------ Provided records

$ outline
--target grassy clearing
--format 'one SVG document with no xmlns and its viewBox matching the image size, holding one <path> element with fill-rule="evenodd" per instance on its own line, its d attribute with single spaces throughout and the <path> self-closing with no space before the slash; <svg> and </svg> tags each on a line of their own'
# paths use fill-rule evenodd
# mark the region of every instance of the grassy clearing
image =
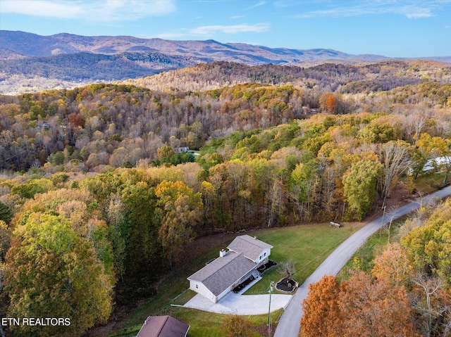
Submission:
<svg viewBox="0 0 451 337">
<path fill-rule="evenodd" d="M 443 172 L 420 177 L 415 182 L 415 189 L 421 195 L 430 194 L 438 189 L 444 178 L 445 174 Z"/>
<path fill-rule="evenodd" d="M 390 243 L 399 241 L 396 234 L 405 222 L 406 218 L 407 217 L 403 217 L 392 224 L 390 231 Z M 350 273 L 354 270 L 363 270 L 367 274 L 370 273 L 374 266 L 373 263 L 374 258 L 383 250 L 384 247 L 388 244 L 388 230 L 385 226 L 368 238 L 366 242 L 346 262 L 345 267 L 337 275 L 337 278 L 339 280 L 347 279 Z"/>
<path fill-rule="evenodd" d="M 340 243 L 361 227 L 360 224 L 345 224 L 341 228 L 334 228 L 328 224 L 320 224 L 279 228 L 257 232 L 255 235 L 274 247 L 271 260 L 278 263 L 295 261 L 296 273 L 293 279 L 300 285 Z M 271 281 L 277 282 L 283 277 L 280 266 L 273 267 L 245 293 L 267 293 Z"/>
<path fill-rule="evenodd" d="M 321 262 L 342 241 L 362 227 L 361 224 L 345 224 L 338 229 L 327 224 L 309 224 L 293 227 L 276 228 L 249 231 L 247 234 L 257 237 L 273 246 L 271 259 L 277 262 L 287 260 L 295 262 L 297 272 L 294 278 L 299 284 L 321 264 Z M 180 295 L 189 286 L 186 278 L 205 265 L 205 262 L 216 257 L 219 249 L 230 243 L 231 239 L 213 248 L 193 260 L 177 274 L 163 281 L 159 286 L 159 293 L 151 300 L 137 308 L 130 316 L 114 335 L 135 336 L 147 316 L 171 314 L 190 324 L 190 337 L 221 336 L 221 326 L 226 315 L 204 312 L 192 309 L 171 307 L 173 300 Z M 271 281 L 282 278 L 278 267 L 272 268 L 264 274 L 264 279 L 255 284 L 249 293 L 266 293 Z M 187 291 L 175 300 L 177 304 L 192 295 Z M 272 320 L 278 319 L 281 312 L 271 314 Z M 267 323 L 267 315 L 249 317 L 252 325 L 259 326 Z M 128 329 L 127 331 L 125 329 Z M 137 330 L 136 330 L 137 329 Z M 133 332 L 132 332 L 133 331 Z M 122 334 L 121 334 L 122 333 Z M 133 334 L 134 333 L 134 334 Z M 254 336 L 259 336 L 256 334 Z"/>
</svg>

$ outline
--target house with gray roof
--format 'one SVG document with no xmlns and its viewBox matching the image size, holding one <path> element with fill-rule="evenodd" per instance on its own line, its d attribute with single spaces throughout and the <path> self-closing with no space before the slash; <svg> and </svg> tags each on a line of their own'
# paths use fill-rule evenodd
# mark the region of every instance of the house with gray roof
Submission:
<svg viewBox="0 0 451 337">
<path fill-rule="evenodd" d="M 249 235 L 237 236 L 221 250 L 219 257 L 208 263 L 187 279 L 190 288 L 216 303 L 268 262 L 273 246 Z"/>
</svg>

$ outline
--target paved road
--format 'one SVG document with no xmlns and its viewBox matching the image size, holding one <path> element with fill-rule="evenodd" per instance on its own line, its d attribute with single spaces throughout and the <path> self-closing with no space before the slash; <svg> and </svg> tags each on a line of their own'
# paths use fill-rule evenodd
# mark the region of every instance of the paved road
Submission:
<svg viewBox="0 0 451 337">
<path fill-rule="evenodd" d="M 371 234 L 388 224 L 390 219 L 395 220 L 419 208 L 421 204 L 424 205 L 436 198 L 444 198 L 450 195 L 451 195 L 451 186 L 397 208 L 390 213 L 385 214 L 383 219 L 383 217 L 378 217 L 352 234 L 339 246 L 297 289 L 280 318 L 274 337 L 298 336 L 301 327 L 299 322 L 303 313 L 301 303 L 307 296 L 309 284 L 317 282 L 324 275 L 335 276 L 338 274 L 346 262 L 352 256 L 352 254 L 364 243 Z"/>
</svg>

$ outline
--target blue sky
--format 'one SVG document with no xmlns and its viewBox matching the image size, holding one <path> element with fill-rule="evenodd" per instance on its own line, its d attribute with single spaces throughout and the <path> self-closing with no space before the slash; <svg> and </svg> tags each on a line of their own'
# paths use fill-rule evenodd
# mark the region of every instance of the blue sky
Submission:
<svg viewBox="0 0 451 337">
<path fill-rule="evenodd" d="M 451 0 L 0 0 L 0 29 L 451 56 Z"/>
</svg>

------------

* Set task
Duplicate every line of the listing above, leaving the pictures out of your copy.

* Response
$ outline
--target grassy clearing
--format 'one SVG document with no xmlns and its viewBox matching the image size, holding one <path> element with fill-rule="evenodd" per instance on its own line, its d attribute with single spaces throughout and the <path> self-closing with no space before the slash; <svg> and </svg> tags each on a line of their own'
# paths use fill-rule evenodd
# mark the region of every instance of the grassy clearing
image =
Submission:
<svg viewBox="0 0 451 337">
<path fill-rule="evenodd" d="M 443 172 L 420 177 L 415 182 L 415 189 L 421 195 L 430 194 L 438 189 L 444 178 L 445 174 Z"/>
<path fill-rule="evenodd" d="M 390 243 L 399 241 L 396 234 L 405 222 L 406 218 L 407 217 L 403 217 L 392 224 L 390 231 Z M 350 273 L 354 270 L 363 270 L 367 274 L 370 273 L 374 266 L 373 263 L 374 258 L 383 250 L 384 247 L 388 244 L 388 230 L 385 226 L 368 238 L 366 242 L 346 262 L 345 267 L 337 275 L 337 278 L 339 280 L 347 279 Z"/>
<path fill-rule="evenodd" d="M 340 243 L 361 227 L 360 224 L 345 224 L 341 228 L 334 228 L 328 224 L 320 224 L 279 228 L 257 232 L 255 235 L 274 247 L 271 260 L 278 263 L 295 261 L 296 273 L 293 279 L 300 285 Z M 271 281 L 277 282 L 283 277 L 280 266 L 273 267 L 245 293 L 267 293 Z"/>
<path fill-rule="evenodd" d="M 321 262 L 342 241 L 362 227 L 361 224 L 345 224 L 338 229 L 327 224 L 309 224 L 293 227 L 276 228 L 249 231 L 247 234 L 257 237 L 273 246 L 271 259 L 277 262 L 287 260 L 295 262 L 297 272 L 294 278 L 299 284 L 321 264 Z M 180 295 L 189 286 L 186 278 L 205 265 L 205 262 L 216 257 L 219 249 L 230 243 L 231 239 L 213 248 L 193 260 L 177 274 L 163 281 L 159 286 L 159 293 L 151 300 L 137 308 L 130 316 L 114 335 L 135 336 L 147 316 L 171 314 L 190 324 L 190 337 L 221 336 L 221 326 L 226 315 L 204 312 L 192 309 L 171 307 L 173 300 Z M 271 281 L 282 278 L 278 267 L 272 268 L 264 274 L 264 279 L 255 284 L 249 293 L 266 293 Z M 187 291 L 175 300 L 177 304 L 192 295 Z M 272 320 L 278 319 L 281 312 L 271 314 Z M 267 323 L 267 315 L 249 317 L 252 325 L 259 326 Z M 128 329 L 127 331 L 125 329 Z M 137 330 L 136 330 L 137 329 Z M 133 332 L 132 332 L 133 331 Z M 122 334 L 121 334 L 122 333 Z M 133 334 L 134 333 L 134 334 Z M 254 336 L 259 336 L 256 334 Z"/>
</svg>

$ outline
--target house with gray roof
--format 'one SVG document with no xmlns and its viewBox matching the image size, holding one <path> element with fill-rule="evenodd" per instance on its own line, its d attribute with single spaces throughout and the <path> self-closing with no space before the slash; <svg> and </svg> tags each on a line of their own'
# paths use fill-rule evenodd
# mark the region of every instance of the house with gray roof
Submission:
<svg viewBox="0 0 451 337">
<path fill-rule="evenodd" d="M 249 235 L 237 236 L 221 250 L 219 257 L 208 263 L 187 279 L 190 288 L 216 303 L 268 262 L 273 246 Z"/>
</svg>

$ outline
--target paved road
--format 'one SVG document with no xmlns and its viewBox matching the image size, holding one <path> element with fill-rule="evenodd" per instance on its own line, its d attribute with single spaces throughout and the <path> self-closing with no space before the slash; <svg> and </svg> tags each on a line of their own'
# paths use fill-rule evenodd
# mark the region of every instance of the paved road
Submission:
<svg viewBox="0 0 451 337">
<path fill-rule="evenodd" d="M 371 234 L 388 224 L 390 219 L 395 220 L 419 208 L 421 204 L 424 205 L 436 198 L 444 198 L 450 195 L 451 195 L 451 186 L 397 208 L 390 213 L 385 214 L 383 219 L 383 217 L 378 217 L 352 234 L 339 246 L 297 289 L 280 318 L 274 337 L 298 336 L 301 327 L 299 322 L 303 313 L 301 303 L 307 296 L 309 284 L 317 282 L 324 275 L 335 276 L 338 274 L 346 262 L 352 256 L 352 254 L 364 243 Z"/>
</svg>

$ outline
--target blue sky
--format 'one SVG document with no xmlns and its viewBox matching the image size, holding one <path> element with fill-rule="evenodd" per instance on its own line, its d attribute with single spaces throughout and the <path> self-closing with no space before the slash; <svg> and </svg> tags each on a line of their own'
# paths use fill-rule evenodd
# mark the region of every instance of the blue sky
Submission:
<svg viewBox="0 0 451 337">
<path fill-rule="evenodd" d="M 451 0 L 0 0 L 0 29 L 451 56 Z"/>
</svg>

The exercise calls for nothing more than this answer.